PROVIDED RECORDS:

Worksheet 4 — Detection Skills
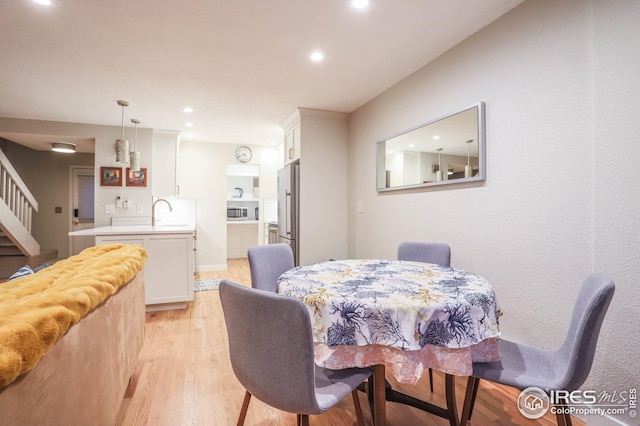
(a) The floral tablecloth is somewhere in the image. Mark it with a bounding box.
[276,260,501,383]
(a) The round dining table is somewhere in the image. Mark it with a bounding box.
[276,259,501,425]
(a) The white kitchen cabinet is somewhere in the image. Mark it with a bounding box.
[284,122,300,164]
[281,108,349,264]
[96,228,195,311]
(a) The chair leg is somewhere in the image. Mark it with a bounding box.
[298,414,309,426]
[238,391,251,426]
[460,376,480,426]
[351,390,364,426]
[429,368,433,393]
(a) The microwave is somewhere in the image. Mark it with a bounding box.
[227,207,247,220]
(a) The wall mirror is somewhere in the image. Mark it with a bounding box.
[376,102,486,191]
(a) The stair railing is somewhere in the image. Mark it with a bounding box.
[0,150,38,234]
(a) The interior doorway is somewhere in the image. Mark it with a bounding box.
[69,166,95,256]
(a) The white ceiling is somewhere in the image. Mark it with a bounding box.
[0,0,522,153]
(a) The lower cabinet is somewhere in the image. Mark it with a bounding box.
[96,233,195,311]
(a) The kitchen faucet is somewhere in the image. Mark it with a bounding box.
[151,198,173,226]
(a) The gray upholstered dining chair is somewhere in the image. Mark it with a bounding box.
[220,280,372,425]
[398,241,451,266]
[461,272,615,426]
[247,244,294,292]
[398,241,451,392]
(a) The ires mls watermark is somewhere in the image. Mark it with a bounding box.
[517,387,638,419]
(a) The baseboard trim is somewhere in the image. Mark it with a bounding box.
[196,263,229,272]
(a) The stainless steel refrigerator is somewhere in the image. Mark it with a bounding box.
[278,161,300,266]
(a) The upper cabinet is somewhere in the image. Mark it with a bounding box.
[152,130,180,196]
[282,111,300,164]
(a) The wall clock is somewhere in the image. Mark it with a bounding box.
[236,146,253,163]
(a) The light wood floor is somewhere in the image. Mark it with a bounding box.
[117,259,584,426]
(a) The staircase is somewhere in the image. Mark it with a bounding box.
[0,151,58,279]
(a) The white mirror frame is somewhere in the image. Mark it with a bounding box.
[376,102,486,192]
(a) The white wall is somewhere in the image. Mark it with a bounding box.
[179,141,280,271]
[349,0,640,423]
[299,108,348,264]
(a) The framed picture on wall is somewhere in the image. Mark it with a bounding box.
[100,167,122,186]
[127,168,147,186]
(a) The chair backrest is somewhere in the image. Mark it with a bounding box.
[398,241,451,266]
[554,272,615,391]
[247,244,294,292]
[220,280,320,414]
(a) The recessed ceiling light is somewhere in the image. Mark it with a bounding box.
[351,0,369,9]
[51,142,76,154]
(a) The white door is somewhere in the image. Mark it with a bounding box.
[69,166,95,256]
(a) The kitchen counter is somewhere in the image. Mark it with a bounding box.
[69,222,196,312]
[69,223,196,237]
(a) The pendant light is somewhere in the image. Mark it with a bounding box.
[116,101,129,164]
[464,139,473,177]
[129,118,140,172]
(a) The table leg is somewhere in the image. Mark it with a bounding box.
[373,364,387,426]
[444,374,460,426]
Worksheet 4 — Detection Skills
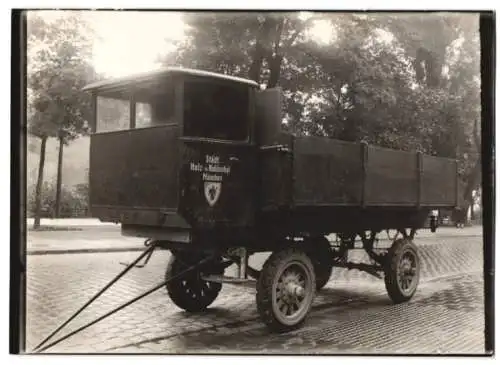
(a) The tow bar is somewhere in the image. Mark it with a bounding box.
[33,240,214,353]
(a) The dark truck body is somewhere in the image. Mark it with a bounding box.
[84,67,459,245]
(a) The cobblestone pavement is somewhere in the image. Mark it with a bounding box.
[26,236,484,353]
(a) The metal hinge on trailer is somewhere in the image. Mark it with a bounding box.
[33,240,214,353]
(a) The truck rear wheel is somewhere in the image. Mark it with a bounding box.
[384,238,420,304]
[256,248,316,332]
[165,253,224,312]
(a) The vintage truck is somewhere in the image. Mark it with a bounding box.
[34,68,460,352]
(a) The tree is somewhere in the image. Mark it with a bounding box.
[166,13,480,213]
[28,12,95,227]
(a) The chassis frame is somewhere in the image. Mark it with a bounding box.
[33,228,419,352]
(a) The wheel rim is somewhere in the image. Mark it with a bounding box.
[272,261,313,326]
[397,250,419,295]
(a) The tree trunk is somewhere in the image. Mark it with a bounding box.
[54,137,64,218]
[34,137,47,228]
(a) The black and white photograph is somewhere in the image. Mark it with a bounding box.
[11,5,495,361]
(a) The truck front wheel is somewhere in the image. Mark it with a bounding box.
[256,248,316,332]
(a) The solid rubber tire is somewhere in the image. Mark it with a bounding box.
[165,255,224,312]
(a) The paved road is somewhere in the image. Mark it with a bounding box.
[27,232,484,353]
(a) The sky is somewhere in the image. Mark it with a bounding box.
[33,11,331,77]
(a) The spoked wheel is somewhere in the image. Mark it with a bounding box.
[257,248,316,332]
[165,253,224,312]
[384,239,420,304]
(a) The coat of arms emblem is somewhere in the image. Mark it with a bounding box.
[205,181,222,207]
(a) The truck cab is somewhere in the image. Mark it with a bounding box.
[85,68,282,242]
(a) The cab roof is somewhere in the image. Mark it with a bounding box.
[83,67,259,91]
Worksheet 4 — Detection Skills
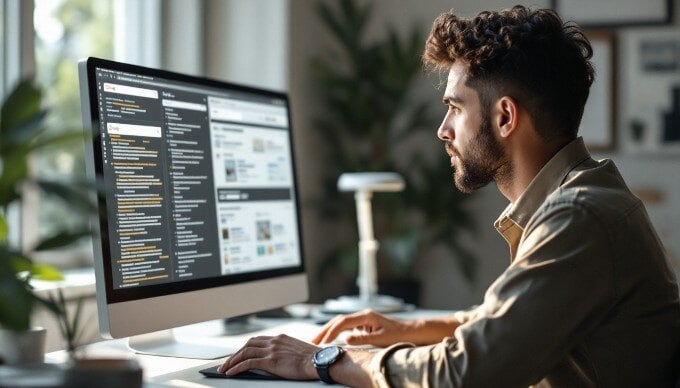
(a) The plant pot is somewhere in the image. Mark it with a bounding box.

STATED GOAL: Please change "Mark it with a bounding box" to "Draw a box around it" in everything from the start of the data down to the line containing "[236,146,253,163]", both ends included. Give those lines back with nothing else altered, and leave the pictures out.

RESULT FOR THIS TASK:
Worksheet 4 — Detection Skills
(a) The floral tablecloth is somewhere in the image. Draw a box around it.
[276,260,501,383]
(a) The round dining table is somewhere in the image. Draw a box around it.
[276,259,501,425]
(a) The white kitchen cabinet is somewhere in the image. Draw a box around it.
[284,122,300,164]
[281,108,349,264]
[96,228,195,311]
(a) The chair leg is somewhere in the image. Draw a box around it.
[298,414,309,426]
[238,391,251,426]
[460,376,480,426]
[351,390,364,426]
[429,368,433,393]
(a) The microwave is somewhere in the image. Draw a box around it.
[227,207,247,220]
(a) The wall mirror is somewhere in the image. Draw a box around it.
[376,102,486,191]
(a) The stair railing is somewhere in the image. Draw a box around it.
[0,150,38,234]
(a) The interior doorway is somewhere in the image. Draw a box around it.
[69,166,95,256]
(a) The white ceiling is somewhere in the image. Draw a box around it.
[0,0,522,153]
(a) The lower cabinet is somewhere in the image. Draw a box around it.
[96,233,195,311]
(a) The kitchen faucet is somewhere in the image. Draw a box around it.
[151,198,173,226]
(a) The gray upholstered dining chair is somewhere in the image. Draw a box around it.
[220,280,372,425]
[398,241,451,266]
[461,272,615,426]
[247,244,294,292]
[398,241,451,392]
(a) The ires mls watermark is somewhere in the image. Draw a box around it.
[517,387,638,419]
(a) The baseboard trim is somewhere in the image. Draw a box around it.
[196,263,229,272]
(a) The stainless steel refrigerator is somewhere in the image. Draw a box around it.
[278,161,300,266]
(a) The upper cabinet is somewhere in the image. Draw a box around it.
[152,130,180,196]
[282,111,300,164]
(a) The wall clock is somewhere in the image. Draw a box around it.
[236,146,253,163]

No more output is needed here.